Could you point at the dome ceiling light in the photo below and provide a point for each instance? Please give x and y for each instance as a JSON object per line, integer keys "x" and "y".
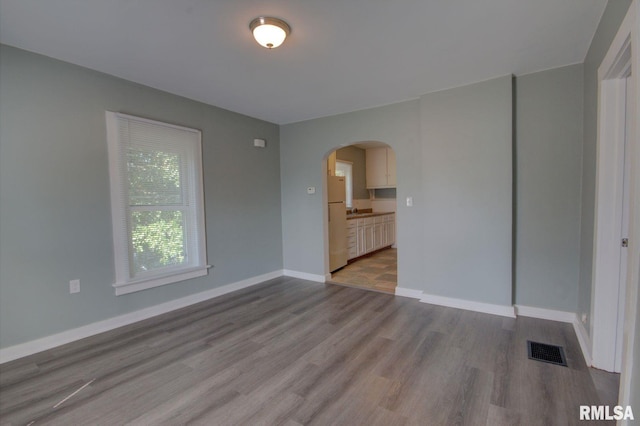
{"x": 269, "y": 32}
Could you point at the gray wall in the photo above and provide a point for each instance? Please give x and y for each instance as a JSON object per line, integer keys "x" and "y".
{"x": 467, "y": 192}
{"x": 55, "y": 222}
{"x": 483, "y": 112}
{"x": 548, "y": 167}
{"x": 607, "y": 28}
{"x": 357, "y": 156}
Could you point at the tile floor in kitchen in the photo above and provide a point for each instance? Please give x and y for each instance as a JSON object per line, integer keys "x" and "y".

★ ★ ★ ★ ★

▸ Stated problem:
Copy out every line of the entries above, requests included, and multiply each x and y coordinate in the answers by 0.9, rounding to whole numbers with halves going up. Leave the pictures out.

▸ Exercise response:
Could you point at the dome ceiling light in the photo below and provide a point for each instance? Please give x and y for each instance as a JSON object per line, integer keys "x" and "y".
{"x": 242, "y": 29}
Could you point at the gray wall in the photo above and provide a point for each instance? Please give x and y for each instance as a JSON object per line, integer keys "x" and "y".
{"x": 420, "y": 173}
{"x": 50, "y": 200}
{"x": 435, "y": 101}
{"x": 493, "y": 150}
{"x": 546, "y": 25}
{"x": 321, "y": 140}
Could you point at the tile floor in kitchen in the photo above and provide a point for each instance? Please give x and y for each instance as a JSON object per line, integer keys "x" and "y".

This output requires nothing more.